ビジネスフォンの電話回線工事
ビジネスフォンは電話機を購入するだけでは使用できません。使用するためには電話の回線工事が必要で、専門の業者が工事を行います。新設・移設・増設など、様々なタイミングで行われる回線工事では、どのようなことが行われ、どのような点に注意をしなければならないのでしょうか?具体的にチェックしていきましょう。
ビジネスフォンの新設工事
専門の工事業者がオフィスを訪問して、電話配線の引き込みや電話機の接続、主装置の設定工事を行います。工事の時間は電話機の台数やフロアの広さ、フロア数によって異なりますが、目安としてはビジネスフォン10台で半日程度です。なお、新設工事に限らず、電話回線の工事には必ず「立ち会い」が求められます。
電話回線の種類
まずは電話回線の手配を行います。ほとんどの場合、ビジネスフォンを購入する際に、電話回線も同時に選択し、工事の依頼まで行います。

....

**出題内容 1:**
ビジネスフォンの電話回線工事について述べた文章の全文を、そのまま書き写しなさい。

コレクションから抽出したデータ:
....

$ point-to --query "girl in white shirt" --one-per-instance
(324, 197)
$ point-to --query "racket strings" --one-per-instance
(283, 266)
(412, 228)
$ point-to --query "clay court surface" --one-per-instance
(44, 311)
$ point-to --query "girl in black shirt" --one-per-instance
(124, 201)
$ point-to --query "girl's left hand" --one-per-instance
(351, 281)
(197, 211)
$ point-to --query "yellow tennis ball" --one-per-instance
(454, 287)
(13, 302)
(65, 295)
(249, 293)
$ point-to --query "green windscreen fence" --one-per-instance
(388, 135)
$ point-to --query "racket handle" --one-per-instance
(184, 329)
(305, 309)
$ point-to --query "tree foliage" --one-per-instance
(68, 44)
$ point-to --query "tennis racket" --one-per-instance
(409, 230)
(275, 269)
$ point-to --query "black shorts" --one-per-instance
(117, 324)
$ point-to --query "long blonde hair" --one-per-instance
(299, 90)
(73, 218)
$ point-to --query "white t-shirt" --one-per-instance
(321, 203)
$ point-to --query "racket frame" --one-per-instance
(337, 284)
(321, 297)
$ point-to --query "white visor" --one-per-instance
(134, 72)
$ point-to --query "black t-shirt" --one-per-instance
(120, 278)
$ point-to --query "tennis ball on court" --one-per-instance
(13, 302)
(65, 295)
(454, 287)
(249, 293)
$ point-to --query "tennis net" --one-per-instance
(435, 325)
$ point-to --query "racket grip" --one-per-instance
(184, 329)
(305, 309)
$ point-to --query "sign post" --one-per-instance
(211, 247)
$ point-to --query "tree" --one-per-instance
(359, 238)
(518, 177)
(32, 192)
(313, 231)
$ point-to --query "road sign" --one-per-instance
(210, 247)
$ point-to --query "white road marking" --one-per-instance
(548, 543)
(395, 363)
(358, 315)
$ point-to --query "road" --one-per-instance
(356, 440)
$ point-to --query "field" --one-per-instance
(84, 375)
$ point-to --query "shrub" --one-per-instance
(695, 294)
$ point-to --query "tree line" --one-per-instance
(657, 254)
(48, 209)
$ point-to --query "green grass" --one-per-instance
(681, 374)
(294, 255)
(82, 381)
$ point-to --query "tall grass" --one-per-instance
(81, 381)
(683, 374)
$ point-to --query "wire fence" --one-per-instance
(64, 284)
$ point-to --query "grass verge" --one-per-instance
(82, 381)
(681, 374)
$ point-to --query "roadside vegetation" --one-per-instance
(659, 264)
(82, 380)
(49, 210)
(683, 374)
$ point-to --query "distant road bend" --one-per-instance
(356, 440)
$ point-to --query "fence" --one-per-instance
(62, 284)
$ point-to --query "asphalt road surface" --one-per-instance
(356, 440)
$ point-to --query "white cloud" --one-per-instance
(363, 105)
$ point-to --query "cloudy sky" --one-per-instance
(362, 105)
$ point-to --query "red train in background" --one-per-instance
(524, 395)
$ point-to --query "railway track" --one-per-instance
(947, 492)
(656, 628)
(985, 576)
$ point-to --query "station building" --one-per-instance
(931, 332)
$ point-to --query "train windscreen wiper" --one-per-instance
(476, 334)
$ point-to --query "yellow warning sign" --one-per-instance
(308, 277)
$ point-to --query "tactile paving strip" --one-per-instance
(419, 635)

....

**出題内容 2:**
上に示したレコードのうち、語「tree」を含む行をすべて抜き出しなさい。

**記述解答 1:**
ビジネスフォンの電話回線工事
ビジネスフォンは電話機を購入するだけでは使用できません。使用するためには電話の回線工事が必要で、専門の業者が工事を行います。新設・移設・増設など、様々なタイミングで行われる回線工事では、どのようなことが行われ、どのような点に注意をしなければならないのでしょうか?具体的にチェックしていきましょう。
ビジネスフォンの新設工事
専門の工事業者がオフィスを訪問して、電話配線の引き込みや電話機の接続、主装置の設定工事を行います。工事の時間は電話機の台数やフロアの広さ、フロア数によって異なりますが、目安としてはビジネスフォン10台で半日程度です。なお、新設工事に限らず、電話回線の工事には必ず「立ち会い」が求められます。
電話回線の種類
まずは電話回線の手配を行います。ほとんどの場合、ビジネスフォンを購入する際に、電話回線も同時に選択し、工事の依頼まで行います。

**記述解答 2:**
$ point-to --query "tree foliage" --one-per-instance
$ point-to --query "tree" --one-per-instance
$ point-to --query "tree line" --one-per-instance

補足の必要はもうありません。